**Document extract:**
- - - - -
It’s time to close out that two-hour Vine compilation you’ve watched a million times. A new era is dawning.

It’s the era of Vine 2.

On Wednesday, Vine co-founder Dom Hofmann tweeted, simply, “v2,” accompanied by a familiar green logo.

This wasn’t completely out of the blue ­­— in late November, he tweeted that he had been working on a follow-up to Vine.

“I’m funding it myself as an outside project, so it doesn’t interfere with the (quite exciting) work we’re doing at the company, which is my first priority,” he tweeted.

It’s been a year since the original Vine was shut down, and the V2 news comes as a godsend to anyone who misses the treasure trove of six-second masterpieces. But does this mean we’ll get all the old Vines back? Probably not.

“People are also questioning whether or not old Vine content will still be accessible on the new app,” wrote Elite Daily’s Carolyn Bernucca. “Twitter owned the original app at the time of its shutdown — so this is unlikely.”

According to tweets from the official Twitter of Vine 2, @Vine2Creators, a beta version of V2 will be released on Jan. 31, while the official version will be released sometime in March. For those who want to keep track of how and when they can get access to the beta version, the @Vine2Beta account has all the latest beta Vine 2 information and is updated frequently.

V2 is very well-intentioned. On Saturday, Hofmann tweeted he wants the app to “give an equal voice to every artist,” “be as generous as possible to every artist” and “foster a civilized, kind, inclusive, and absolutely non-toxic community.” The @Vine2Creators account tweeted the app will include a “Nope” button “so users … don’t have to see content they don’t want to see.”
- - - - -
**Problem:**
Continue the article about Vine 2 from the point where it stops.

**Collected material:**
- - - - -
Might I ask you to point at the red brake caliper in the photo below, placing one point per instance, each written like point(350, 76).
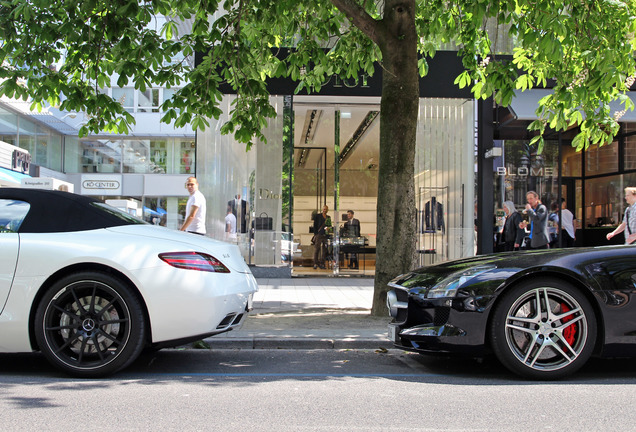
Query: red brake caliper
point(570, 331)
- - - - -
**Response for this exercise:**
I’m hoping Vine 2 will live up to the expectations Hofmann has been setting with his latest tweets. At its best, Vine was a creative challenge and a platform for huge numbers of creators, many of whom wouldn’t have gained attention otherwise.

When the termination of Vine was announced, Vox’s Aja Romano wrote a piece about the freedom and attention Vine gave to artists of color, and called its decline a “huge cultural loss.”

“Vine’s outward inaccessibility and technological quirks made it a completely unique internet space,” she wrote. “With Vine shutting down, the black community really has no similar space to turn to that offers this level of free expression through artistry and performance.”

As Twitter continues to come under fire for its mishandling of suspended accounts — such as in the case of actress Rose McGowan — as well as its inability to get rid of trolls on the site, it’s nice to think about the positive possibilities of Vine 2, although sustaining an “absolutely non-toxic community” seems a little too good to be true.

Regardless, I’m hopeful we’ll at least find out what happened in the aftermath of Ms. Keisha’s demise.